WHAT TO PRODUCE ::
Collect every line of the material that contains the string "headlight" and copy each one. Matching is case-sensitive.

* START *

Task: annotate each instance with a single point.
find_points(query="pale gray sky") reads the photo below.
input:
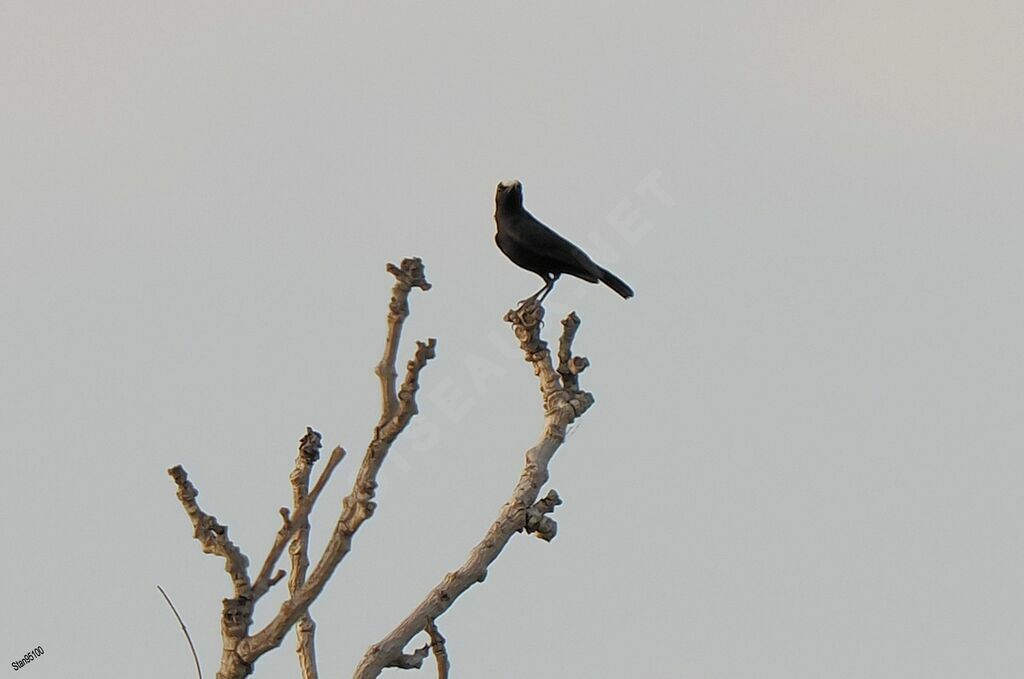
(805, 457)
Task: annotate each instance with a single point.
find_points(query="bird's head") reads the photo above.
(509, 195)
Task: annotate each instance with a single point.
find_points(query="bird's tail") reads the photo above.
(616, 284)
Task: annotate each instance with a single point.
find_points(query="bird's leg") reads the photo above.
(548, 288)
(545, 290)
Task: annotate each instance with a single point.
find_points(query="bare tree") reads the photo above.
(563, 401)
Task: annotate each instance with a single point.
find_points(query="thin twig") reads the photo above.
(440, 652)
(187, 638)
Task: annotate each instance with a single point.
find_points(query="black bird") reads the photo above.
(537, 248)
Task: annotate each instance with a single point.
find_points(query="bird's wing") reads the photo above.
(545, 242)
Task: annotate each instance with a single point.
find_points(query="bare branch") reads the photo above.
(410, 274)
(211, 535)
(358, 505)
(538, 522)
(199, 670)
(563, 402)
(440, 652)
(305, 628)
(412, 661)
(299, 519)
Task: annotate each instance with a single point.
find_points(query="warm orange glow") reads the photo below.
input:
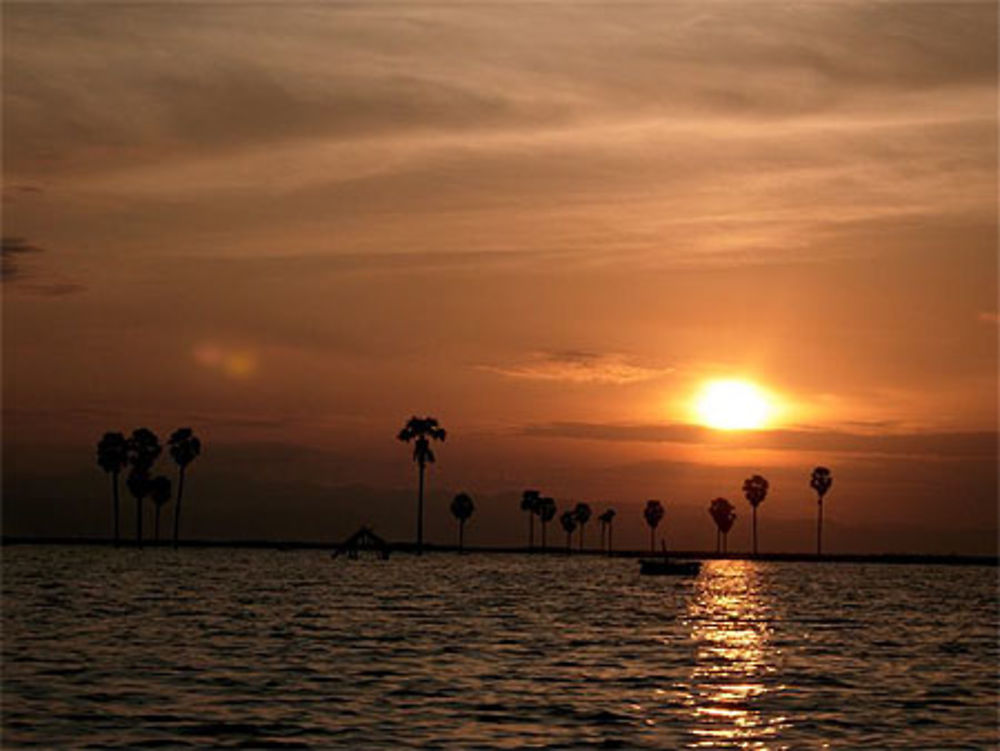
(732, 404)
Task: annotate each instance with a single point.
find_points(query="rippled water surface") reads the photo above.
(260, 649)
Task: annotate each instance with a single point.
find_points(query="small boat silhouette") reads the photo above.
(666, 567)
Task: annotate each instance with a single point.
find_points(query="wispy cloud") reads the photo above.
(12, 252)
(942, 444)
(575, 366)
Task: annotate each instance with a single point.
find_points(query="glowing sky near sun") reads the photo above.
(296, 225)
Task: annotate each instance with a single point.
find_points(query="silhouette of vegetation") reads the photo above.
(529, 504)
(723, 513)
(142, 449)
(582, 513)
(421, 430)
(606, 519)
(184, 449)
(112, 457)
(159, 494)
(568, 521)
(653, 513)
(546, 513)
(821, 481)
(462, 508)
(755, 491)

* END *
* START *

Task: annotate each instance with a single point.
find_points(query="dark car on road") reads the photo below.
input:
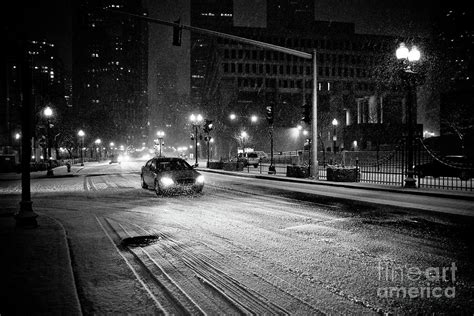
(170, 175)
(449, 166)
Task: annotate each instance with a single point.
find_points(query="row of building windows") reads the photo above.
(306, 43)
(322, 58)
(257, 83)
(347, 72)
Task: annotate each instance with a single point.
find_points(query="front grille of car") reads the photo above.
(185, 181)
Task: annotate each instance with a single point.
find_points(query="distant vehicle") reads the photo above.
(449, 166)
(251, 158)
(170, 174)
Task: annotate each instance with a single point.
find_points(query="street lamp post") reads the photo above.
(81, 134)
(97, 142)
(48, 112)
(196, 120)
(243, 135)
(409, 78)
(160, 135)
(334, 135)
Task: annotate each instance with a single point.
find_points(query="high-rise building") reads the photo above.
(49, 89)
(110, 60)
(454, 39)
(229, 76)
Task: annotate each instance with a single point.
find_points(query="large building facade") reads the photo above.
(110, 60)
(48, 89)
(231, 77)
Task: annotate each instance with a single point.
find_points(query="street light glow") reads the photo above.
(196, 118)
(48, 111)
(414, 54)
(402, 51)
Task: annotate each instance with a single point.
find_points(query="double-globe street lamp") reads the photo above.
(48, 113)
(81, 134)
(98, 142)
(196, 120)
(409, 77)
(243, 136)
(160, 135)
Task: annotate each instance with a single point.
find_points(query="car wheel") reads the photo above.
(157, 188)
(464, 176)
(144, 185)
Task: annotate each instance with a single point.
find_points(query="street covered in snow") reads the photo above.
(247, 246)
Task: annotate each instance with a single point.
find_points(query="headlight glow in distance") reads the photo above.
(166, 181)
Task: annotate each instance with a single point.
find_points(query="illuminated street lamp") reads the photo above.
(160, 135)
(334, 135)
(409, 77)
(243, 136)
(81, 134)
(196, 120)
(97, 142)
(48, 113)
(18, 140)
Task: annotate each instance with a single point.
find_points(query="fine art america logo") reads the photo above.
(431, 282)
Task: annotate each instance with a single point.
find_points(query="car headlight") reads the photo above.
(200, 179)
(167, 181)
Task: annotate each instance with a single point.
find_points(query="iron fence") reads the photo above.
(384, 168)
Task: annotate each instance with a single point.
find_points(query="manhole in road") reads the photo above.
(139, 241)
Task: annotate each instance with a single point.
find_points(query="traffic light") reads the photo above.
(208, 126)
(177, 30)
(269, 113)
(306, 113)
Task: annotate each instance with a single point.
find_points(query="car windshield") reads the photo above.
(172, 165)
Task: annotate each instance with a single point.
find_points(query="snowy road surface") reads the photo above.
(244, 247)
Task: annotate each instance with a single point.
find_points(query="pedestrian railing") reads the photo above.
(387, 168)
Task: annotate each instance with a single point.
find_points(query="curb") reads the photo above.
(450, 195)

* END *

ANSWER TO THIS PROBLEM ::
find_points(query="headlight glow in distance") reads the photo above.
find_points(query="car headlight") reads the photo above.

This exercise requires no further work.